* Exercise *
In the entries that follow, count each line containing "Question" and state the total, nothing more.

(Point-per-instance localization data)
+===+

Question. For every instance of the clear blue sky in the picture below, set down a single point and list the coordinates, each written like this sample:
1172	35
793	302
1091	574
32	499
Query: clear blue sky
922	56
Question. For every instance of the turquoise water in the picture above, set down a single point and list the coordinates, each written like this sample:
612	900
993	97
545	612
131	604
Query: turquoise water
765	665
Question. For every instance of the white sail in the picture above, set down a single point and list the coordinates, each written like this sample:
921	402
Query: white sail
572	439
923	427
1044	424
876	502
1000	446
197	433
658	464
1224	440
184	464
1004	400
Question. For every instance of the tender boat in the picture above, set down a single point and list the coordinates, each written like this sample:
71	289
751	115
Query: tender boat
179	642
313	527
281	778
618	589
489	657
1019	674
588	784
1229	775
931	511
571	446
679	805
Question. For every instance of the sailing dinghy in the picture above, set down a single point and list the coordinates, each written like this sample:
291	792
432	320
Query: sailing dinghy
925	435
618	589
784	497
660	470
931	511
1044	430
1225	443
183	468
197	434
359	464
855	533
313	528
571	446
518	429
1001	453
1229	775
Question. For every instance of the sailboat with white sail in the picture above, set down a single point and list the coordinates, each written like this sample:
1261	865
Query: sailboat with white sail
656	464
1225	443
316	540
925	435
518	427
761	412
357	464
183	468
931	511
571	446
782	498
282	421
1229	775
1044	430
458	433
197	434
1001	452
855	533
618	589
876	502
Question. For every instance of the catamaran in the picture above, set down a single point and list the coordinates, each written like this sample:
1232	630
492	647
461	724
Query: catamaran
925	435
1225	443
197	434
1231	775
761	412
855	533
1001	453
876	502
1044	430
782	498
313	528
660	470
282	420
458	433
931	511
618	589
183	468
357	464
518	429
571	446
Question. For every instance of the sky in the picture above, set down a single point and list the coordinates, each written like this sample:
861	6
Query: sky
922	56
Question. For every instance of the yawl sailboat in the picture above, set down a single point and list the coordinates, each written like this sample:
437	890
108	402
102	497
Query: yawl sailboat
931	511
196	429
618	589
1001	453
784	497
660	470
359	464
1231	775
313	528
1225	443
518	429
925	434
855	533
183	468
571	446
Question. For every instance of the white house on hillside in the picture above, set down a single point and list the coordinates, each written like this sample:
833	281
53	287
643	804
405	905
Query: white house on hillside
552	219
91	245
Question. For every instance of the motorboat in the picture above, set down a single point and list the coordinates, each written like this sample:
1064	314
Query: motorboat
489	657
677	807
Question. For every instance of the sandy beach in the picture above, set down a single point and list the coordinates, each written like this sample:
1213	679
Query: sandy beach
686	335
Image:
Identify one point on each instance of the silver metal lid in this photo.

+===+

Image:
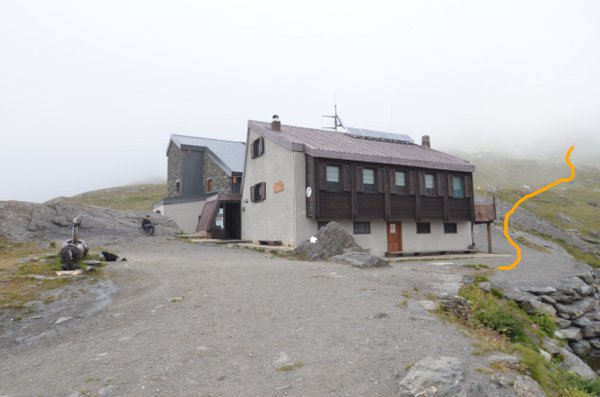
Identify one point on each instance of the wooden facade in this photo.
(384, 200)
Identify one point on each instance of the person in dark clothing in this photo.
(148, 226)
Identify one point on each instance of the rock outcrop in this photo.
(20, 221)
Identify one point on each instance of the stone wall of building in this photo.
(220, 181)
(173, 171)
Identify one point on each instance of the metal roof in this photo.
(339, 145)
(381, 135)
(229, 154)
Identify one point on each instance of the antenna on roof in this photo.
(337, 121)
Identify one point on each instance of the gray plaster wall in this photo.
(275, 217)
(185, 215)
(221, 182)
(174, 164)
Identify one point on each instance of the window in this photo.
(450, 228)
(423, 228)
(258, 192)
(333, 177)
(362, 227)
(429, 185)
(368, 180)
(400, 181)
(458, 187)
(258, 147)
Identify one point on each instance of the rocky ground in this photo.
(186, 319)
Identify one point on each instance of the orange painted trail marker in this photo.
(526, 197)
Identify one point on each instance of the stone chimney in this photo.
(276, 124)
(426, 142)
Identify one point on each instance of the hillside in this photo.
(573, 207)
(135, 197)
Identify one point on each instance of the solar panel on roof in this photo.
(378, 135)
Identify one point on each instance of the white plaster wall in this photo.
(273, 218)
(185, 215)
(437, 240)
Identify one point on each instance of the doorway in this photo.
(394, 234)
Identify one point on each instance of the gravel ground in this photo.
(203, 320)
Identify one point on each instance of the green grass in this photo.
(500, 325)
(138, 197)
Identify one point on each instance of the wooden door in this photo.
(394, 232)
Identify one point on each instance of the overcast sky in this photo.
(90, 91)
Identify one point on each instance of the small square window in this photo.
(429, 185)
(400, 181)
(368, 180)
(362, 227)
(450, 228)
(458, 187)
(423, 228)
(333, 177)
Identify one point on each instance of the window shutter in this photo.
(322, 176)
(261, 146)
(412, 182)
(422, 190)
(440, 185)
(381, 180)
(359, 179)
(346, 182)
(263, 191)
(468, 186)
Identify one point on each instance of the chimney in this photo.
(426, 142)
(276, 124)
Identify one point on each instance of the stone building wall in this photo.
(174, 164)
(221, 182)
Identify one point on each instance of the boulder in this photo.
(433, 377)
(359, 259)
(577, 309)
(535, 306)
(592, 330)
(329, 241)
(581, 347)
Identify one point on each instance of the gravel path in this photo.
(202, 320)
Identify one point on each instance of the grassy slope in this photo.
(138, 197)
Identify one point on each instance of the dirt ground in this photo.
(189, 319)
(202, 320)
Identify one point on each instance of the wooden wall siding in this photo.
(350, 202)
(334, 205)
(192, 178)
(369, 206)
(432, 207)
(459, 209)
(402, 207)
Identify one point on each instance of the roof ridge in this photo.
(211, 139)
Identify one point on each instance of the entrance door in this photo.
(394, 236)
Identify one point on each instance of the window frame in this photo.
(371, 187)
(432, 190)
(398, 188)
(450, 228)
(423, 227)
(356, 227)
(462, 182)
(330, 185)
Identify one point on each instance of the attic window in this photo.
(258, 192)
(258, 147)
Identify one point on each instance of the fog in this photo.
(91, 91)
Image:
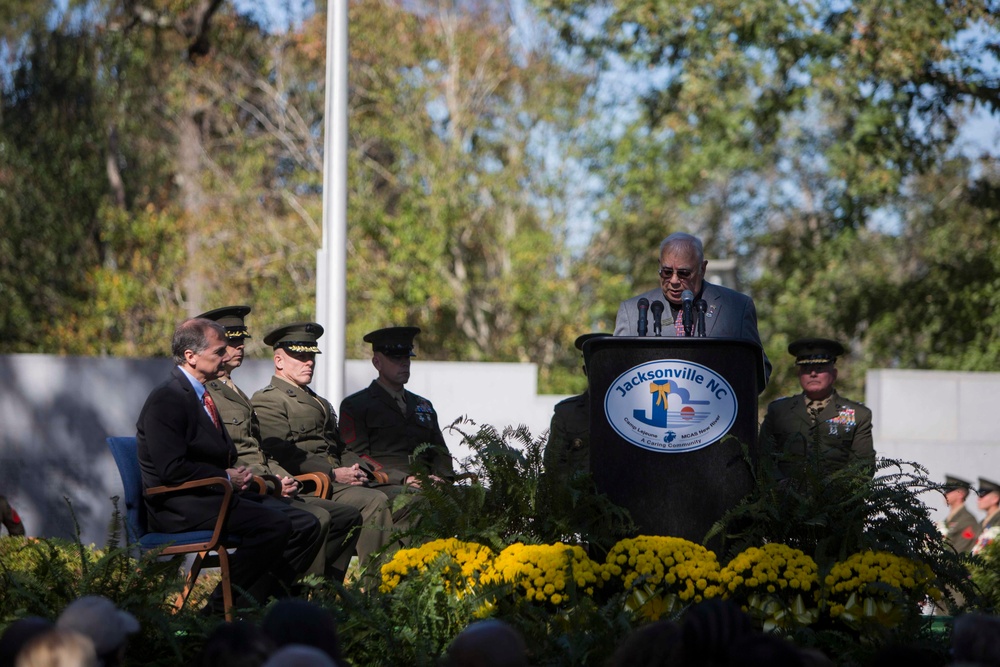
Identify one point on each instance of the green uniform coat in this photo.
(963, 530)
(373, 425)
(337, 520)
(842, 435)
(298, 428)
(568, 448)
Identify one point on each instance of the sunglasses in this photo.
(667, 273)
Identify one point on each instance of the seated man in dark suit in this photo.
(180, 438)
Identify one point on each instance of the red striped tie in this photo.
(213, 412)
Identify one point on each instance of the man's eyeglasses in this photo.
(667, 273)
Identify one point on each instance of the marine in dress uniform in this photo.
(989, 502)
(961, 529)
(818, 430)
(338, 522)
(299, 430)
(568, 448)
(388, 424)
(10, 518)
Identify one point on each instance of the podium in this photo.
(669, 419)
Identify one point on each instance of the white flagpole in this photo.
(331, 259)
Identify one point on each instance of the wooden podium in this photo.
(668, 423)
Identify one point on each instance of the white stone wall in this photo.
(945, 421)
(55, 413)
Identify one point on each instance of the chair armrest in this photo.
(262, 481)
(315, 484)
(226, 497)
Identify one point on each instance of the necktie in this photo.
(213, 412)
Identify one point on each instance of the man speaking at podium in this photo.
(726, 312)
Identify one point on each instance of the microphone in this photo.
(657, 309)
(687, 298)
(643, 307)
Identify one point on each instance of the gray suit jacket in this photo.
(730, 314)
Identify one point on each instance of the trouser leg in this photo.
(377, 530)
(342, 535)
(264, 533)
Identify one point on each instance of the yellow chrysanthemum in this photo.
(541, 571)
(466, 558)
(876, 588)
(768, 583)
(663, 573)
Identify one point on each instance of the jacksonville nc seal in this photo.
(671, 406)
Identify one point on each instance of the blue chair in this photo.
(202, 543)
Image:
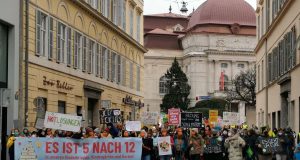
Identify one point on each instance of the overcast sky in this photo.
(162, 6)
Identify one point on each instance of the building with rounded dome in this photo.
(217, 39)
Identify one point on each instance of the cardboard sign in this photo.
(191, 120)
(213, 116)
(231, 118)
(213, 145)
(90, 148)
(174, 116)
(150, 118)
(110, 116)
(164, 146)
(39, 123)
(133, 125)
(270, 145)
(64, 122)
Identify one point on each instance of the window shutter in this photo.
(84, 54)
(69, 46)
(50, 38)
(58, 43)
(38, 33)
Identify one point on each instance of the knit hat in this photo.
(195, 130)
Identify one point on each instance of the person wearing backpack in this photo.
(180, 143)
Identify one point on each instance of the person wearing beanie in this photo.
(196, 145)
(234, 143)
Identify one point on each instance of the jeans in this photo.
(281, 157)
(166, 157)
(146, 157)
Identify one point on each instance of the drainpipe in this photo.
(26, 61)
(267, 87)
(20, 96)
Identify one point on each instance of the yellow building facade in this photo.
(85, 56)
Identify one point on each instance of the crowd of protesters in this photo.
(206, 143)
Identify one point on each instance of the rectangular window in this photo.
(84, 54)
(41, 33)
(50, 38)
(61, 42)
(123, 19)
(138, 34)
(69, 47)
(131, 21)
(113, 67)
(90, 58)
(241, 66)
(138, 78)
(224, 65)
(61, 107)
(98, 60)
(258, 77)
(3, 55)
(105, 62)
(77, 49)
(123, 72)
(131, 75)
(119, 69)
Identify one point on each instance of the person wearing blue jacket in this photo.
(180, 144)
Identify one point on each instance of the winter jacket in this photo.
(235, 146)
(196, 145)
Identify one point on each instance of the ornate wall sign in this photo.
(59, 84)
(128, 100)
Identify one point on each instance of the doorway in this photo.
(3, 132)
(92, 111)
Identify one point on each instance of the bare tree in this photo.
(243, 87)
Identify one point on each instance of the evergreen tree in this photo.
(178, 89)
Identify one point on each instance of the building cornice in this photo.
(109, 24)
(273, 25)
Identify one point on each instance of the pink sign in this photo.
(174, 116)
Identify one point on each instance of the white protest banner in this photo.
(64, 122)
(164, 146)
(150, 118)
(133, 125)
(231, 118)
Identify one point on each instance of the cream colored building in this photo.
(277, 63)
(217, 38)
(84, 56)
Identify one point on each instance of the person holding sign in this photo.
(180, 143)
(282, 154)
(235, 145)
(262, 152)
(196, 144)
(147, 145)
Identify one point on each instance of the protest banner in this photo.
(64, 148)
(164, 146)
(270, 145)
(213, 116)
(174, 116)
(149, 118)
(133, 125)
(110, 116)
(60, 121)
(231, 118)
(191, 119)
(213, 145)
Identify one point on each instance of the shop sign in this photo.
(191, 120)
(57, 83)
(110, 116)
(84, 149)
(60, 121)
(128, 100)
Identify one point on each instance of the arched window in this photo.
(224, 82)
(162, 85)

+===+

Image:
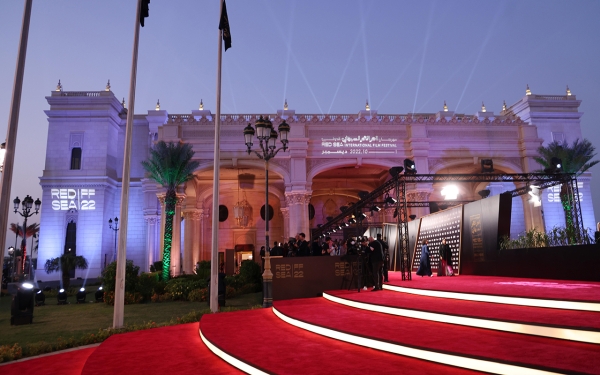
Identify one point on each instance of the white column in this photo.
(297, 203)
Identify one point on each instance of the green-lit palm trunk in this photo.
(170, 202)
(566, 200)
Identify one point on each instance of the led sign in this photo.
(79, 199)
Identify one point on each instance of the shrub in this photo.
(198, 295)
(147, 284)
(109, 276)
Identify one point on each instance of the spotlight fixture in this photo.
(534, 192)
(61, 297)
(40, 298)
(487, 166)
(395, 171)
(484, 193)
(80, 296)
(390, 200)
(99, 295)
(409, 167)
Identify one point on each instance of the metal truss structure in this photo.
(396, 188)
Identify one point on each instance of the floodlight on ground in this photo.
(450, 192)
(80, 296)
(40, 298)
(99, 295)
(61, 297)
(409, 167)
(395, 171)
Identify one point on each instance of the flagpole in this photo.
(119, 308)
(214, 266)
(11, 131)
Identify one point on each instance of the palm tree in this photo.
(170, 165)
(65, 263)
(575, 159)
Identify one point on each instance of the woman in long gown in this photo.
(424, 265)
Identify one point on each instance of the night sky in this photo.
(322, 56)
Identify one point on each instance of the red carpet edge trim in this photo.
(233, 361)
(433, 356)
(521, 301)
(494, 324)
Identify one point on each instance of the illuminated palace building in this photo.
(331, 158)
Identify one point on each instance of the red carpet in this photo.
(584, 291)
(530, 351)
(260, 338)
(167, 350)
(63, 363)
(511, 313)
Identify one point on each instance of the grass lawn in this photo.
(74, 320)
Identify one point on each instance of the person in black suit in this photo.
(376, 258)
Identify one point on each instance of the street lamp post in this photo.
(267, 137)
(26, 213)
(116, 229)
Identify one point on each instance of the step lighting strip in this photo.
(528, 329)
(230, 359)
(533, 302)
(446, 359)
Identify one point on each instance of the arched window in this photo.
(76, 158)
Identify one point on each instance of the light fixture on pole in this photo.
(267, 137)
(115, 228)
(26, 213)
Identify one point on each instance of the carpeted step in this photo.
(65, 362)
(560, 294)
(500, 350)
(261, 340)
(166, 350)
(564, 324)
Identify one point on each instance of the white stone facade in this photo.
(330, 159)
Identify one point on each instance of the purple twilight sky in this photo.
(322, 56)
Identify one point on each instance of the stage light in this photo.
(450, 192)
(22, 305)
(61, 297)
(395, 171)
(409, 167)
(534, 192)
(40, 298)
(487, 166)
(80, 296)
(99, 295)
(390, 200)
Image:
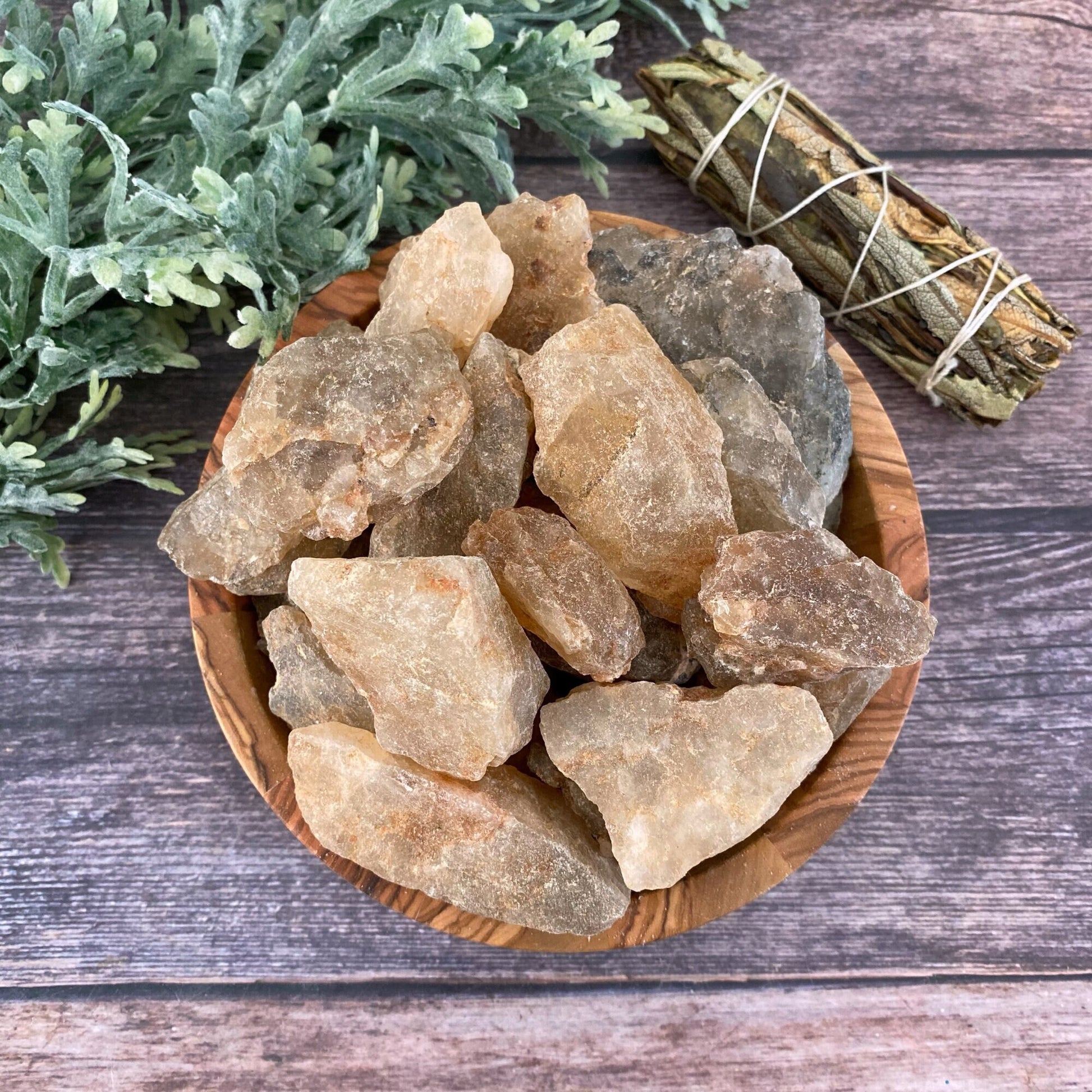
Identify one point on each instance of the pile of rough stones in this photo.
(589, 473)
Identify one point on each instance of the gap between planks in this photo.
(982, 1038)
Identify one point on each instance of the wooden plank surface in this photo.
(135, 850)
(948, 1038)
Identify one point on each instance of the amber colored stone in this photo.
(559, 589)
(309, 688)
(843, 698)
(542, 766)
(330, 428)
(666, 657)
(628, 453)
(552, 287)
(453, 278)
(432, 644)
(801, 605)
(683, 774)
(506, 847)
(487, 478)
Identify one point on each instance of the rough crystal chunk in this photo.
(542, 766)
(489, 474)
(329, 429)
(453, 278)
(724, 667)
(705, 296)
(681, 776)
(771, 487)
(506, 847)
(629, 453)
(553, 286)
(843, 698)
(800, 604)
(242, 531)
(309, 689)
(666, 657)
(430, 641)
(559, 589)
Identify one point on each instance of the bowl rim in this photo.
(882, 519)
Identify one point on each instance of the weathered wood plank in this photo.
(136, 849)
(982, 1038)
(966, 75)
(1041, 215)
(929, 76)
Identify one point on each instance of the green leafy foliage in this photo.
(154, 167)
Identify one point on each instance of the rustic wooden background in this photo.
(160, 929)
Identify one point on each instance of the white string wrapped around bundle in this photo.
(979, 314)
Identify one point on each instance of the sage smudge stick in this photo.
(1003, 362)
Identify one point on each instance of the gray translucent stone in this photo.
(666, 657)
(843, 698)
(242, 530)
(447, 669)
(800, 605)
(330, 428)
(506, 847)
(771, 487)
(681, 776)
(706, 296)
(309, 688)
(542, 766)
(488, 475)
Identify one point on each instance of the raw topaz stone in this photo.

+===+

* Solution for this exercise *
12